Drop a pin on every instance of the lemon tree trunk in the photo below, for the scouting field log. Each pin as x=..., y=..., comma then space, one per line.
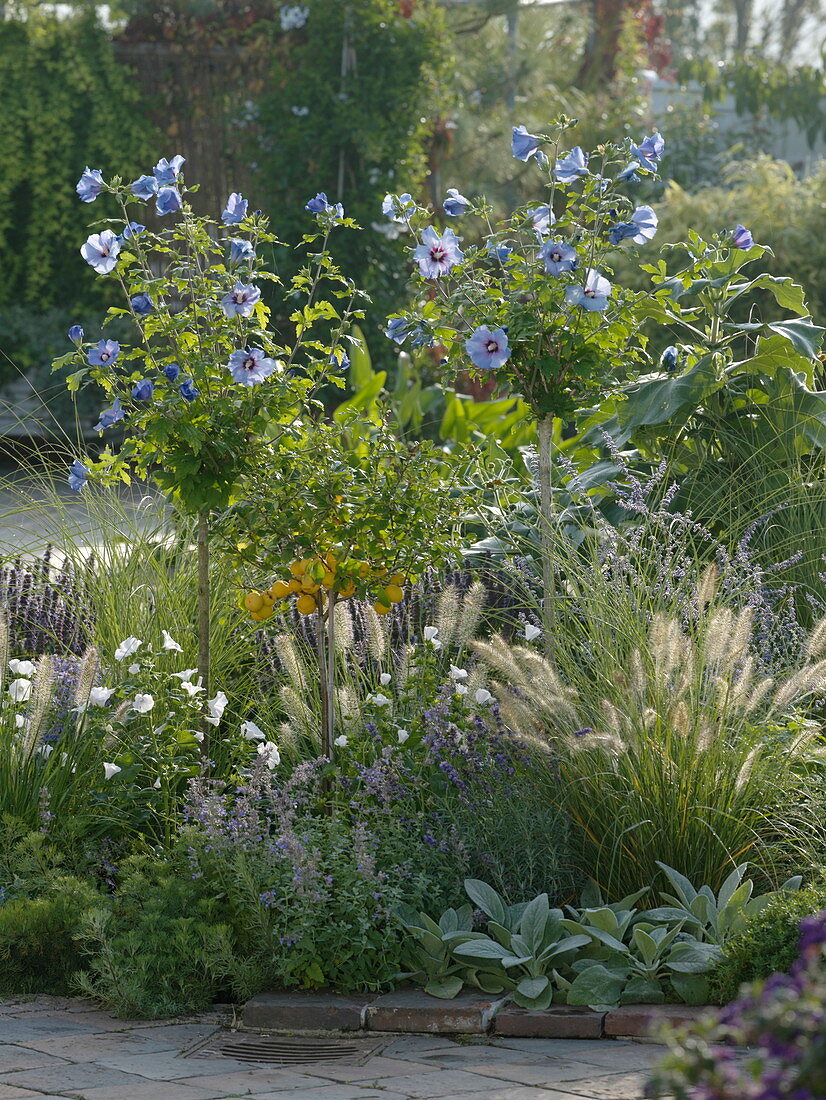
x=204, y=609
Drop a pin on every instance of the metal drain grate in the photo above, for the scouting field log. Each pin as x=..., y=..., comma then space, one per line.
x=278, y=1051
x=288, y=1052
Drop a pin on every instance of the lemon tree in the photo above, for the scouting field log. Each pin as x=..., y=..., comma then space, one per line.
x=348, y=510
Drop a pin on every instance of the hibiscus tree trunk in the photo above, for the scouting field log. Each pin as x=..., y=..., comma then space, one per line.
x=204, y=608
x=544, y=431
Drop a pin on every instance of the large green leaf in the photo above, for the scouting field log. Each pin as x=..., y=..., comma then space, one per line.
x=806, y=406
x=803, y=336
x=772, y=353
x=661, y=399
x=361, y=365
x=533, y=992
x=596, y=987
x=533, y=921
x=482, y=949
x=692, y=957
x=642, y=991
x=691, y=988
x=786, y=293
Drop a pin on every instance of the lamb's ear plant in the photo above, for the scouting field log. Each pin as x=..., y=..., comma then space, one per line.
x=206, y=377
x=428, y=958
x=714, y=919
x=532, y=941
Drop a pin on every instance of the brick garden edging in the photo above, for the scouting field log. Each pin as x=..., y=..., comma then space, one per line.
x=413, y=1011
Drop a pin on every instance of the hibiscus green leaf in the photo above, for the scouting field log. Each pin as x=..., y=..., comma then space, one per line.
x=803, y=336
x=447, y=988
x=361, y=365
x=661, y=399
x=786, y=293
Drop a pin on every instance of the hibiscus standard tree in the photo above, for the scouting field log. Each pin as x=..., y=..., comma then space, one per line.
x=206, y=378
x=533, y=304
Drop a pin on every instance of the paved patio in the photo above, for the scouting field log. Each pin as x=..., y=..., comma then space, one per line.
x=53, y=1047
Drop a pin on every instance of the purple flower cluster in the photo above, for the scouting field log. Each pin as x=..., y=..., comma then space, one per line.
x=783, y=1023
x=47, y=609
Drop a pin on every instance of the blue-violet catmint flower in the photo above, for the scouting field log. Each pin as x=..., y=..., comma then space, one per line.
x=100, y=251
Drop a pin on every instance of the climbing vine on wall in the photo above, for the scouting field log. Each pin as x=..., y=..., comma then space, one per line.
x=352, y=95
x=65, y=103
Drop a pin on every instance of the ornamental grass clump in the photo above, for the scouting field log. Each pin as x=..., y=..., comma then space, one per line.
x=690, y=755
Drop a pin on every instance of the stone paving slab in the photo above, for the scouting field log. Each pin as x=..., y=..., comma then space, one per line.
x=92, y=1056
x=410, y=1010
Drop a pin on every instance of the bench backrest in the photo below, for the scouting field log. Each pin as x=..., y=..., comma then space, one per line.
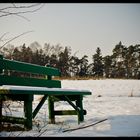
x=48, y=72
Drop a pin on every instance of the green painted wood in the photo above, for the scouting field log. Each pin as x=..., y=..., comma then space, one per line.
x=67, y=112
x=27, y=67
x=51, y=110
x=47, y=91
x=28, y=112
x=39, y=105
x=12, y=119
x=21, y=81
x=80, y=105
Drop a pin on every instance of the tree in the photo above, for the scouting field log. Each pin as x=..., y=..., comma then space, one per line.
x=16, y=10
x=107, y=60
x=97, y=63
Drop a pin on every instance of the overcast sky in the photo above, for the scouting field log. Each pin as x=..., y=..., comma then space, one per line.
x=82, y=26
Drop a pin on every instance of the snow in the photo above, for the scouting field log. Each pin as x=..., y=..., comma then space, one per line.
x=118, y=101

══════

→ **Work to complete**
Swap "scouting field log" for "garden survey log" in the part of the material that opens with the line containing "Drop a pin on every instance of the hibiscus green" and closes with the line containing "x=53, y=1047", and leave everything else unchanged. Give back only that part.

→ **Result of the exercise**
Drop a pin on every instance of the hibiscus green leaf in the photo above, for the garden survey log. Each pin as x=..., y=..., comma then space, one per line.
x=803, y=336
x=447, y=988
x=361, y=365
x=661, y=399
x=786, y=293
Drop a pin on every instance of the hibiscus standard tree in the photo above, for the garden survey log. Each pin as x=..., y=..., comma then space, one per line.
x=206, y=378
x=533, y=304
Drop a pin on every instance of the paved patio in the photo above, for the garden survey log. Each pin as x=..., y=..., comma then space, one per line.
x=53, y=1047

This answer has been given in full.